Com a indicação de “Ainda estou aqui” ao Oscar, já laureado com estatueta de Fernanda Torres – Golden Globe –, ocorre-me um resgate histórico: a participação decisiva dos EUA para a viabilização do Golpe de 64, com a ditadura militar por mais de duas décadas. É inquestionável, porque documentado, o apoio financeiro, estratégico e a disposição bélica para a pretendida queda de João Goulart. “Até hoje, essa impressionante e ilegal intervenção na política brasileira, com consequências tão dramáticas para o nosso país, que conviveria com uma ditadura de 21 anos, ainda não resultou em um pedido oficial de desculpas por parte de Washington” – Felipe Loureiro, professor do Instituto de Relações Internacionais da USP.
O endosso americano ao Golpe teve um papel fundamental na tomada de decisão de muitos militares que se viram acobertados e, portanto, estimulados à deposição de Jango pela força das armas. Aliás, a participação americana não se limitou ao Brasil, alcançou o Chile e outras nações latino-americanas.

**Linhas fornecidas**

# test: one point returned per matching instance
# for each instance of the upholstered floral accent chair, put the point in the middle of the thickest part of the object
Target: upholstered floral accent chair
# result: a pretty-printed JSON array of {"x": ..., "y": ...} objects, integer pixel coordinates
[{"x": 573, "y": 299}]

**Requisitos do exercício**
[1] No texto sobre o apoio dos EUA ao Golpe de 64, que cargo Felipe Loureiro ocupa?
[2] Prolongue o texto sobre a participação dos EUA no Golpe de 64 a partir da última frase apresentada.

**Respostas aos problemas**
[1] Ele é professor do Instituto de Relações Internacionais da USP.

[2]
Não é nada fantasioso reconhecer que nos porões da ditadura, nos “Doicodis” da morte, havia a presença silenciosa do Big Brother aliado, com a famosa operação Brother Sam, para abençoar a maldição que devastou famílias e vidas irrecuperáveis. Uma delas, a de Rubens Paiva. Como dizia Guimarães Rosa: a vida é mutirão de todos. No caso, foi um mutirão de envolvidos acumpliciados para a ação coordenada de barbaridades em nome da ordem e progresso.
Passados sessenta anos, seis décadas, “Ainda Estou Aqui” também está lá. Chega como imigrante cinematográfico para contar uma história que não é só nossa, porque nesse mutirão de atrocidades há vestígios de DNA “do irmão” do Norte. Nessa trama macabra não existe ficção, são seres ressuscitados de uma história que não pode ser esquecida. “O filme é o corpo do Rubens que nunca foi encontrado” – Selton Mello.
Eunice Paiva, a personagem central, desembarca nos EUA em um momento que pede a presença de pessoas como ela, que, além de todo o périplo e calvário em busca de justiça na luta contra a ditadura, foi atuar contra a violência e a expropriação indevida de terras perpetradas à população indígena. É coautora do livro “O Estado contra o índio”.
Como seria mágico um encontro entre Eunice, Joan Baez, Mercedes Sosa, Violeta Parra, Rosa Parks e tantas outras surgindo no Oscar, na grande tela do Dolby Theatre, dizendo: “Ainda estamos aqui, gracias a la vida que nos deu a marcha dos nossos pés cansados. Com eles atravessamos cidades e poças. Praias e desertos, montanhas e planícies. E sua casa, sua rua e seu quintal. Y la casa tuya, tu calle y tu pátio”.
Ah, que tal um boné pra usar lá: “Nanda é Brasil aqui”.